▶ **WHAT IS EXPECTED**: Repeat all of the data precisely.

▶ **MATERIAL PROVIDED**:
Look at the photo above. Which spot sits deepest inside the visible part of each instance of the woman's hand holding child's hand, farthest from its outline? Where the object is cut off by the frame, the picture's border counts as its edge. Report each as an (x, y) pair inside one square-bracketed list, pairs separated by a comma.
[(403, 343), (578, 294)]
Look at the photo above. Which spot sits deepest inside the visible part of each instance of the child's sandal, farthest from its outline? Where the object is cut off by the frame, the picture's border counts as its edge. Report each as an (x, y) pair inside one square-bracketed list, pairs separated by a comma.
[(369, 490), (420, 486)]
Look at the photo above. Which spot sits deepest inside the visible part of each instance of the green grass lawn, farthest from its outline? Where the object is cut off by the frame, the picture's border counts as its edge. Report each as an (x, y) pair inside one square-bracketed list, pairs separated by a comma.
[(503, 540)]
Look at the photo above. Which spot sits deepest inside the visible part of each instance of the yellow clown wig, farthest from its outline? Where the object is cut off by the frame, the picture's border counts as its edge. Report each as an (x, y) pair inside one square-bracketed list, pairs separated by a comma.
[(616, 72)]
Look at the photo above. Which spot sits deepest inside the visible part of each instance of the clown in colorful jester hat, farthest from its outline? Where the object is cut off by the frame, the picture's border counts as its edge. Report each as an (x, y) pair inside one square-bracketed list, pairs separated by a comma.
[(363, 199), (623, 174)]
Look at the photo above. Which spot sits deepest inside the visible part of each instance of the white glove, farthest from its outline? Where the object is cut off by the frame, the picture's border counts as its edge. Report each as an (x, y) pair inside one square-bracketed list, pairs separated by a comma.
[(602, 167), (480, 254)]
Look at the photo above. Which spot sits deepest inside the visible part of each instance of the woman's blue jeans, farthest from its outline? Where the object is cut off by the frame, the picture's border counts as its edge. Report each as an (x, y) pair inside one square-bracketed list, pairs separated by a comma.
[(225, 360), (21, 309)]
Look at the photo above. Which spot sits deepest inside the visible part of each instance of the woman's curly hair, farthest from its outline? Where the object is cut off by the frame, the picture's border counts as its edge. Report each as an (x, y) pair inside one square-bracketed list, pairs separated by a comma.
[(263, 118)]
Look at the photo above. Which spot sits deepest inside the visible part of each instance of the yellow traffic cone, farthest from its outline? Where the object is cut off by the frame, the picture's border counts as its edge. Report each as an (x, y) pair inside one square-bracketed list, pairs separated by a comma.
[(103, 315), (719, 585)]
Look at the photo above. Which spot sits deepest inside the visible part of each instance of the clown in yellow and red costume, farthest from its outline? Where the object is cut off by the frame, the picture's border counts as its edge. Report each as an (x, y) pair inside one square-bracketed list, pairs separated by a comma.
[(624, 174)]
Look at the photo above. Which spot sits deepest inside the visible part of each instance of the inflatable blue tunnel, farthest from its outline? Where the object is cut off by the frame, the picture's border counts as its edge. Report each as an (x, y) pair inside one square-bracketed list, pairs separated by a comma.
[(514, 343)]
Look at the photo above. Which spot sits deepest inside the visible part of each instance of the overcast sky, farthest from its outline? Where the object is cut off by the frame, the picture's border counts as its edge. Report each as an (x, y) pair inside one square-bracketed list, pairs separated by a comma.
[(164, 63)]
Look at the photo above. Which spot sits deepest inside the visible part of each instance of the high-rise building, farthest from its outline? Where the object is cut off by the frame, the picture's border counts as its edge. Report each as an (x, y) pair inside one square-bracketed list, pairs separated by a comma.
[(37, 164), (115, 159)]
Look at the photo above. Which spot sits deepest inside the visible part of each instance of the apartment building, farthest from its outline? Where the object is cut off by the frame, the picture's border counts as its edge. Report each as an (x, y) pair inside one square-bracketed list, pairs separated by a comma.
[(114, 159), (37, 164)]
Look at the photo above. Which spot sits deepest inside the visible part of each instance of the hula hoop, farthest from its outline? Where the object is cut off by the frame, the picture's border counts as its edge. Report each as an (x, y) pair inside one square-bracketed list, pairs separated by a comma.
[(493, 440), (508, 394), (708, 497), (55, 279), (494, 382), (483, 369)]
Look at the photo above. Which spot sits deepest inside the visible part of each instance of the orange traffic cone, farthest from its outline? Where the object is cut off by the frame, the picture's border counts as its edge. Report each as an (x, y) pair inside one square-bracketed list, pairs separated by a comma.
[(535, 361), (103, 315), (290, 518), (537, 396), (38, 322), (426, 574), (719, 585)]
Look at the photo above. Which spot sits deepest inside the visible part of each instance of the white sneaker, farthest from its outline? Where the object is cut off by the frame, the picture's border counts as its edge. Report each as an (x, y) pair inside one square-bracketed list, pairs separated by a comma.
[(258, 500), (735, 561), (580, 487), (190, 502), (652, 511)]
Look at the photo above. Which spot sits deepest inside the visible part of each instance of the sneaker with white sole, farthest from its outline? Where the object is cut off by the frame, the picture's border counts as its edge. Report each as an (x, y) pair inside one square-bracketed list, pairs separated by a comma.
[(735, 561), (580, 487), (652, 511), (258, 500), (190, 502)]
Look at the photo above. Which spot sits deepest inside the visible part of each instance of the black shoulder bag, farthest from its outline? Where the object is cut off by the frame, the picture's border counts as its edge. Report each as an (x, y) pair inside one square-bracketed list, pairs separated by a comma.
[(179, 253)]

▶ **RESPONSE BELOW**:
Look at the photo above. Which spot sits deepest inside the visible part of each instance of the woman's hand holding child's hand, farthest from its outline? Where the object is cut off by the frame, the picture's border counts as its edge. Report each as an (x, y) pair inside one square-bracketed list, pairs separated by a comma.
[(403, 343), (578, 294)]
Look at the photo above. Which spot sits deepest inside the visible part of each instance of the child's sandal, farthest from its outline? Where the object is cut off by the frame, the picture's border counts as its edge. Report each as an (x, y) pair inside one square-bracketed list, pairs separated by a comma.
[(369, 490), (420, 486)]
Look at the photo above. Which spot sits deepest inside the visible part of each instance of the green grass lawn, farthest from its outline? Where the object is cut off by the frame, the picture's border counts as its edge. Report each as an (x, y) pair inside one square-bracketed list, pairs separated by a comma.
[(503, 540)]
Look at the photo above. Which spot sits deepest inside the visible part of each instance of the yellow clown wig, farthest from its outline? Where the object is cut off by the frame, the picture's border counts as its edge. Report each as an (x, y) pair inside one square-bracketed list, pairs separated by a comma.
[(616, 72)]
Look at the photo above. Which spot sits deepest inside the visible part of each instance of the clown in colorful jester hat, farthest from its outline? Where the object is cut off by the frame, the picture's border counts as its edge. Report each as an (x, y) pair inside one square-bracketed list, pairs separated by a comma.
[(363, 199), (623, 174)]
Look at the photo above. Which spot sits deepest inside the visible part of each instance of the white glove, farthest from its outline? Where the object is cut off by the frame, the picture's border counts as its edge. Report each as an (x, y) pair inside one square-bracketed list, pairs separated by a comma.
[(602, 167), (480, 254)]
Look at the photo above. Which spot sits deepest inside the visible part of each instance of the woman's blue jeans, farthest from its outline? Where the object is cut off by the frame, the picture's border counts as its edge. Report each as an (x, y) pair inside one square-bracketed list, pairs separated by a comma.
[(225, 360), (21, 309)]
Look at the photo above. Which spot sits deepest inside the visible part of each instance of the woman's curly hair, farthest from its outline? Where the object is cut off by the frame, the picture's border counts as its edge. Report each as an (x, y) pair inside one square-bracketed list, pairs separated by a comma.
[(263, 118)]
Look at the photo above. Which spot sits deepest inside the visible part of each instance of the yellow traffic cone, farthest from its outline? Where the object is cut off by the frame, the picture's border counts as its edge. Report each as an (x, y) pair inside one square-bracketed list, pairs separated by a comma.
[(103, 315), (719, 585)]
Look at the photo above. Which spot sits deepest inside the visible part of each instance of the clown in yellow and red costume, farthest from its outline? Where the object is cut off by the frame, the picture's border counts as its edge. Report each as an (x, y) pair inside one square-bracketed list, pairs separated by a comma.
[(624, 174)]
Look at the photo above. Which spot sits deepest inside the visible part of each instance of the inflatable blue tunnel, farthest from its outline? Where the object is cut off by the frame, the picture's border counts as its edge. Report each as an (x, y) pair inside one square-bracketed list, pairs separated by a comma.
[(514, 343)]
Look at the photo above. Which spot sits deepest inside the visible part of each instance of the overcast sky, farthest from its outline? Where the object is cut off by the frame, the picture's border counts as its edge. Report each as an (x, y) pair inside one square-bracketed list, pairs separated by a comma.
[(164, 63)]
Look at the photo above. Which spot sits deepest inside the visible part of each instance of the high-rise building, farthest from its outline? Where the object is cut off by the frame, the picture's border counts as its edge. Report each as an (x, y) pair inside one square-bracketed list, pairs separated by a comma.
[(37, 164), (115, 159)]
Look at the photo above. Which spot sits deepest inside the visible part of each instance of the apartment building, farthest from its outline? Where the object is cut off by the frame, the picture's border counts as its edge. Report each as an (x, y) pair inside one square-bracketed list, pairs separated by a comma.
[(114, 159), (37, 164)]
Look at the photo above. Which spot sits deepest inside the visible part of each instance of the hula hoop, farthest from its outline? Where the object is cut off by the frame, the picture's border counts as its edge. Report each as an (x, y) pair inside one square-bracketed list, pairs separated by a comma.
[(493, 440), (508, 394), (708, 497), (55, 279), (494, 382), (483, 369)]
Look at the photo above. Which spot sits deepest inside the visible part of each instance of the orange traffic cone, farthest from its outline? Where the object is cut off by the frame, the picture's border counts as its edge. Report each as an (x, y) pair inside one square-bracketed list, pairs separated by a comma.
[(535, 361), (103, 315), (290, 518), (537, 396), (38, 322), (426, 574), (719, 585)]
Look at the photo above. Which spot sits deepest inside the visible part of each instance of the white sneaker, farthest from its outline? Where the object is cut off by the frame, the picture's border counts as its edge. Report each as an (x, y) pair inside one square-bracketed list, pairs separated by a comma.
[(258, 500), (735, 561), (580, 487), (190, 502), (652, 511)]
Look at the photo above. Which spot sits deepest inside the visible part of each instance of the sneaker with white sole, farthest from its outline? Where the object is cut off by the frame, the picture's border counts as its edge. Report each as an (x, y) pair inside one square-bracketed list, pairs separated by a comma.
[(735, 561), (580, 487), (652, 511), (258, 500), (190, 502)]
Look at the photo above. Which spot sits deepest inside the visible part of each instance of the black shoulder bag, farthest from its outline? Where the object is cut off by the frame, the picture's border counts as its edge. Report each as an (x, y) pair inside one square-bracketed list, pairs separated by a comma.
[(179, 253)]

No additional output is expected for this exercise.